Required task: Please show each line below that contains the word "fishing", copied in full.

Given data:
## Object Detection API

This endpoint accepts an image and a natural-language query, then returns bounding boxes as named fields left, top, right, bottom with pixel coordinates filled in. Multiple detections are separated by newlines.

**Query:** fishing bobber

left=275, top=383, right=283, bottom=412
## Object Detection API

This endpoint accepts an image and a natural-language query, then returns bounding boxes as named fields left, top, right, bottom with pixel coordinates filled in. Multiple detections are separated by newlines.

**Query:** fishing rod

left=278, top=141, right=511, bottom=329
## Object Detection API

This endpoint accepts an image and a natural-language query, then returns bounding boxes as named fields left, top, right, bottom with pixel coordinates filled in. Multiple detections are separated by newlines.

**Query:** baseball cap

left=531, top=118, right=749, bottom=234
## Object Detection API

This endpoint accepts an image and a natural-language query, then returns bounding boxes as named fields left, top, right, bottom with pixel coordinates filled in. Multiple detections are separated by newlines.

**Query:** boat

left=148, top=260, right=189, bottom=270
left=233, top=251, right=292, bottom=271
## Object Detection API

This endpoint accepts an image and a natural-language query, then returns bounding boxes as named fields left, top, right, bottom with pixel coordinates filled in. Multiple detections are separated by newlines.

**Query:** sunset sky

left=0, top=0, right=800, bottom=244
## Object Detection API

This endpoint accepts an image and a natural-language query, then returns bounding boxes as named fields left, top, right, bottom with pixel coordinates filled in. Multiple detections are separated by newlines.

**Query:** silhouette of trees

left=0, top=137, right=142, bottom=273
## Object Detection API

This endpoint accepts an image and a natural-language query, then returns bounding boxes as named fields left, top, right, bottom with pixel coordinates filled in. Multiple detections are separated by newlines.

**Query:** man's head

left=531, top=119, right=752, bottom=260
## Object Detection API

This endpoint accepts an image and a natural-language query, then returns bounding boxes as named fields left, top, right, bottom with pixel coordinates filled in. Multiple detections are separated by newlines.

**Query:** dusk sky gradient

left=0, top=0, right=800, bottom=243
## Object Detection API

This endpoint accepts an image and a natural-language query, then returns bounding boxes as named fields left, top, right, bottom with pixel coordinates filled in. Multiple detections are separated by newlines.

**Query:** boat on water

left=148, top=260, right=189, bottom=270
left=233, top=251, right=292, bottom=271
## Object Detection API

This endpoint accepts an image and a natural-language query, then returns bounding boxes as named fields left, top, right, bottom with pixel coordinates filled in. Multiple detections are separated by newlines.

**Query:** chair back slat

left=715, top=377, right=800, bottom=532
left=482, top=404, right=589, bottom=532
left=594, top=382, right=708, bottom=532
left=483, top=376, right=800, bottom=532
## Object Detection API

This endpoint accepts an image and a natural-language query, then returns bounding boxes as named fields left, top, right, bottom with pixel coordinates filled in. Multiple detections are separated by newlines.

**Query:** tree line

Output below:
**Query:** fishing bobber
**Query:** fishing rod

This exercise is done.